◆ Your task ◆
Collect every line of the data below that contains the word "white", and copy each one in full.

◆ Input for this task ◆
Begin

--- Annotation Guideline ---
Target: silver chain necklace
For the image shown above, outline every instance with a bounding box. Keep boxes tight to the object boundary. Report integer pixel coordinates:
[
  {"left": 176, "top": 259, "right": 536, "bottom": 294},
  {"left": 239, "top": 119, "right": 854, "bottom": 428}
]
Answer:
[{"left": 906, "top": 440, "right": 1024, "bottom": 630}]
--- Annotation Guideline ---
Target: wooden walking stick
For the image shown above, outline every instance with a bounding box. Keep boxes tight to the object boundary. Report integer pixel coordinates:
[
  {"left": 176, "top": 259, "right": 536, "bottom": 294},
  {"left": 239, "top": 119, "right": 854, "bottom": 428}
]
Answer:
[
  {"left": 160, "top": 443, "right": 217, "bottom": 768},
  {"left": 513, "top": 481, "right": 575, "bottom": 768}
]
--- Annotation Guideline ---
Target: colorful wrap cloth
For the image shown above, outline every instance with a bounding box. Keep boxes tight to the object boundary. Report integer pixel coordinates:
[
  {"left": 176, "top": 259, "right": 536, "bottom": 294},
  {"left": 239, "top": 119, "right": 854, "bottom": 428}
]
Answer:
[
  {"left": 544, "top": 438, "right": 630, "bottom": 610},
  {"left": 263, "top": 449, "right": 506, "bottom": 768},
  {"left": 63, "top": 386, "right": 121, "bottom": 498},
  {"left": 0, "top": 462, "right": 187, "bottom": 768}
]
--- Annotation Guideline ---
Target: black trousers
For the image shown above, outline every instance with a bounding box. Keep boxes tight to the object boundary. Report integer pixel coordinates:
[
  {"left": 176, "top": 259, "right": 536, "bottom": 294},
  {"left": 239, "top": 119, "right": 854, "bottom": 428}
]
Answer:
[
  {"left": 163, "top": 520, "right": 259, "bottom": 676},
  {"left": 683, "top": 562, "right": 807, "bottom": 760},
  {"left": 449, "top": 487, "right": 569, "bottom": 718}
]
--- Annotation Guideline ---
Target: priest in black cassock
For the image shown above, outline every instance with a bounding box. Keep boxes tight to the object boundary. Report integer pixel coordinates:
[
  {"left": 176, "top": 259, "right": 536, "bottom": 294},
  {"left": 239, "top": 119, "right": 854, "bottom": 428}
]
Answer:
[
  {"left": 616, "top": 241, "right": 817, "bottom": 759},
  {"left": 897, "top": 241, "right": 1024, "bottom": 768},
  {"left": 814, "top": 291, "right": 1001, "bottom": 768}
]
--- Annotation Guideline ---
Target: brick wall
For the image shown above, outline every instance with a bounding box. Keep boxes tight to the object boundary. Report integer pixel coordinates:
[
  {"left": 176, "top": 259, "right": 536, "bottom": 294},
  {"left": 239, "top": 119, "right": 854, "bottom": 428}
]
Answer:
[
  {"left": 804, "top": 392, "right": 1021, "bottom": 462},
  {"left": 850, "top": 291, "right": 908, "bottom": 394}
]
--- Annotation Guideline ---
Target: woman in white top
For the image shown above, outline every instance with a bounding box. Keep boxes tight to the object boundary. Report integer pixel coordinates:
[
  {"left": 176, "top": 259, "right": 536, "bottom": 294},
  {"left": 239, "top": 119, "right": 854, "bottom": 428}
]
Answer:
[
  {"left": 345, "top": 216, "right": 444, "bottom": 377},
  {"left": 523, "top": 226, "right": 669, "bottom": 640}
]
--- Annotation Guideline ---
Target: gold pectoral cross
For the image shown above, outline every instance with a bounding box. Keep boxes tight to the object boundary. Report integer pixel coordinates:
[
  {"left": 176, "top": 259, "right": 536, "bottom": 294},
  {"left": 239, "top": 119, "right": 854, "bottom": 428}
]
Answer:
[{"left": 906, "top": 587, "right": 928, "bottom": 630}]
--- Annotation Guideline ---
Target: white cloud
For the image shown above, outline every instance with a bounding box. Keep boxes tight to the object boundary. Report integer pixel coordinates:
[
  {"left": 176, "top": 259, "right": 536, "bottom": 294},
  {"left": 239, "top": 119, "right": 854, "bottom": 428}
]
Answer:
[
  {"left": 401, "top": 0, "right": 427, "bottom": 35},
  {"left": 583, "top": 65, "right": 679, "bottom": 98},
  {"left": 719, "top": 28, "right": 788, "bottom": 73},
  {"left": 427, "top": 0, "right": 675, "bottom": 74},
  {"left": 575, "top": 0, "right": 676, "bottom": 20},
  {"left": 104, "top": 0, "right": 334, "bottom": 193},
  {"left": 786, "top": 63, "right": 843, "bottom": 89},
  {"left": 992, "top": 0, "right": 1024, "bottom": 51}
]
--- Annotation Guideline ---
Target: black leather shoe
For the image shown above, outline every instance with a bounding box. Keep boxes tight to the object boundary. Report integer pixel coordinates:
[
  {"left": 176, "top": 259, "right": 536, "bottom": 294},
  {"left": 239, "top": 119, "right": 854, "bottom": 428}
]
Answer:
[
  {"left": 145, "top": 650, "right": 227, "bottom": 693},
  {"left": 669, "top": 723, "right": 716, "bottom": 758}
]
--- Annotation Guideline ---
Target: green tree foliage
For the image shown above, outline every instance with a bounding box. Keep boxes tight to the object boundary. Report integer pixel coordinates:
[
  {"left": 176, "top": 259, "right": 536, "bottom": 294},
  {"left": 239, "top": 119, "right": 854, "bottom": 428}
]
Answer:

End

◆ Solved problem ◆
Target: woman in white top
Target: white cloud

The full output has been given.